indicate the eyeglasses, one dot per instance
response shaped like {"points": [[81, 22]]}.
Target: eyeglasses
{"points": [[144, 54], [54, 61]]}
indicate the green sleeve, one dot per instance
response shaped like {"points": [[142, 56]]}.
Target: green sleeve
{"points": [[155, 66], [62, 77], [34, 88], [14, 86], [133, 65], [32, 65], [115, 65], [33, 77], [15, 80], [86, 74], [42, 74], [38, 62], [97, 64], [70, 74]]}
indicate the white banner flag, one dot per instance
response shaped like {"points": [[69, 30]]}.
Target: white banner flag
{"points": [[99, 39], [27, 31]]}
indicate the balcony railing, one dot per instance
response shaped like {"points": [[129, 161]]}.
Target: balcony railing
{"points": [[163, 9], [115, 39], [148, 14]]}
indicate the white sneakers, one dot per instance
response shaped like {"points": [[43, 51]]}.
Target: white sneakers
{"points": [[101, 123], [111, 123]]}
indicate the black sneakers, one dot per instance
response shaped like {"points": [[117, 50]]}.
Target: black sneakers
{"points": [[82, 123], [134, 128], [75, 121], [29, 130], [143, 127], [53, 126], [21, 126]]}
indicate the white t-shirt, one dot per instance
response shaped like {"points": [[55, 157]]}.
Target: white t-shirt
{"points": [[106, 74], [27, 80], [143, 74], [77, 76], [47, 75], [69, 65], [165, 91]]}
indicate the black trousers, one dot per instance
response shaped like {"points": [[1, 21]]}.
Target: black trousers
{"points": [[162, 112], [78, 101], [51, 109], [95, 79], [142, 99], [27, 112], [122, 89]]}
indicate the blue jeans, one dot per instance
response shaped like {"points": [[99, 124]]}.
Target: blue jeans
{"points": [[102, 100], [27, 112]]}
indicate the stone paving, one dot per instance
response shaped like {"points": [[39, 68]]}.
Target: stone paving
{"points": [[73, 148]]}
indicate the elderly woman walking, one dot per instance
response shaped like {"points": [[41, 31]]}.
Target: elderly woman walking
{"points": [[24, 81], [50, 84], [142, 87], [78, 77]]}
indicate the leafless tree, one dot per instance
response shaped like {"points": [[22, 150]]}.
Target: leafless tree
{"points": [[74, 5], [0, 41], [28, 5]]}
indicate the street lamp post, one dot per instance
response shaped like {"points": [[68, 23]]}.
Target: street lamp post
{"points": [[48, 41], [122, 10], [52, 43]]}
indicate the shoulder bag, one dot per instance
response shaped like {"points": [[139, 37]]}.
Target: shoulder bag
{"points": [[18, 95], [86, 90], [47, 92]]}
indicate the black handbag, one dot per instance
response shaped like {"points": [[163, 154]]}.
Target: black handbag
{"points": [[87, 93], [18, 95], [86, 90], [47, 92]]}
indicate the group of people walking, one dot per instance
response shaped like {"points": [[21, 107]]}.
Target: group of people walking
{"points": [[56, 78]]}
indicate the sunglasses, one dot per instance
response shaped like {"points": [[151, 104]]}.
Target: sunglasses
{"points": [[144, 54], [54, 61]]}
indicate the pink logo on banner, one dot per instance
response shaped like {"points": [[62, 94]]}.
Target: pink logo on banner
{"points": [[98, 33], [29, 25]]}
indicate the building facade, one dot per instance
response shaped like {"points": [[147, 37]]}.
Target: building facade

## What is needed
Reproduce all of the records exactly.

## Result of the task
indicate the eyeglasses, one dot per instance
response shaped like {"points": [[81, 22]]}.
Target: eyeglasses
{"points": [[144, 54], [54, 61]]}
indicate the green sleeve, one dot per instance
response shaped like {"points": [[142, 56]]}.
Target: green sleeve
{"points": [[155, 66], [62, 77], [34, 88], [14, 86], [133, 65], [32, 65], [115, 65], [33, 77], [15, 80], [86, 74], [42, 74], [38, 62], [97, 64], [70, 74]]}
indicate the white banner flag, one dot per instance
response shaped like {"points": [[69, 30]]}.
Target: white banner flag
{"points": [[99, 39], [27, 31]]}
indicate the balcony railing, one dot per instance
response shaped like {"points": [[129, 161]]}.
Target: balcony railing
{"points": [[163, 9], [115, 39], [148, 14]]}
indicate the white sneakers, one dot per instance
response shaped like {"points": [[43, 51]]}.
Target: white sneakers
{"points": [[101, 123], [111, 123]]}
indicate the black sneakers, one dot per instance
response shaped like {"points": [[117, 50]]}.
Target: black sneakers
{"points": [[82, 123], [134, 128], [75, 121], [29, 130], [143, 127], [53, 126], [21, 126]]}
indicate the white t-shirt, one dot per instance
response shaped like {"points": [[55, 157]]}.
Target: white t-shirt
{"points": [[106, 74], [27, 80], [143, 74], [77, 76], [47, 75], [69, 65], [165, 91]]}
indicate the black trousers, one dot per instance
response shaped like {"points": [[1, 21]]}.
Target: black trousers
{"points": [[162, 112], [78, 101], [51, 109], [95, 79], [142, 99], [27, 112], [122, 89]]}
indicate the blue jeans, one dot per instance
response shaped like {"points": [[99, 124]]}.
Target: blue jeans
{"points": [[102, 100], [27, 112]]}
indicate the stone paving, one dot per instance
response shaped like {"points": [[39, 68]]}.
Target: stone paving
{"points": [[73, 148]]}
indicate the elderly woman walking, one dot per instance
response shaped like {"points": [[41, 31]]}.
Target: elderly woman walking
{"points": [[24, 81], [50, 84], [142, 87], [78, 77]]}
indicate the leafless tree, one dot per instance
response shaped like {"points": [[22, 150]]}.
Target: leafless tree
{"points": [[74, 5], [0, 41], [28, 5]]}
indicate the street lamp post, one dot per instance
response shaped like {"points": [[68, 23]]}.
Target: street lamp post
{"points": [[48, 41], [122, 10], [52, 43]]}
indicate the shoulder bag, one dot per instance
response shaped like {"points": [[139, 37]]}.
Target: shoulder bag
{"points": [[18, 95], [86, 90], [47, 92]]}
indicate the black handbag, one dot per instance
response shaped like {"points": [[163, 154]]}.
Target: black handbag
{"points": [[87, 93], [18, 95], [86, 90], [47, 92]]}
indicate the group of people walking, one dot per instance
response shaped like {"points": [[21, 107]]}.
Target: group of people walking
{"points": [[56, 78]]}
indicate the sunglasses, one dot per instance
response shaped like {"points": [[151, 104]]}.
Target: sunglasses
{"points": [[144, 54], [54, 61]]}
indicate the pink logo on banner, one dot per instance
response shaped like {"points": [[62, 94]]}.
Target: pink logo on banner
{"points": [[98, 33], [29, 25]]}
indicate the building facade, one dot per instance
response shaped like {"points": [[147, 37]]}.
Target: building facade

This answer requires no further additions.